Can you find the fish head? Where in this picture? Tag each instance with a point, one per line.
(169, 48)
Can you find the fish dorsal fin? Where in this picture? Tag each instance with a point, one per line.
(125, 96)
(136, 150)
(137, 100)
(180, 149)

▸ **The task**:
Rewrite all of the material above, keeping each request line unchanged, and multiply every coordinate in the answers by 0.4, rounding to the nearest whole number with halves rounded up.

▸ **Correct response**:
Can you find the fish head? Where in this picture? Tag each instance with a point, one per line.
(68, 19)
Can you find the fish dorsal fin? Where in this picture? Tag each instance with a point, one per line.
(50, 38)
(54, 60)
(55, 40)
(72, 60)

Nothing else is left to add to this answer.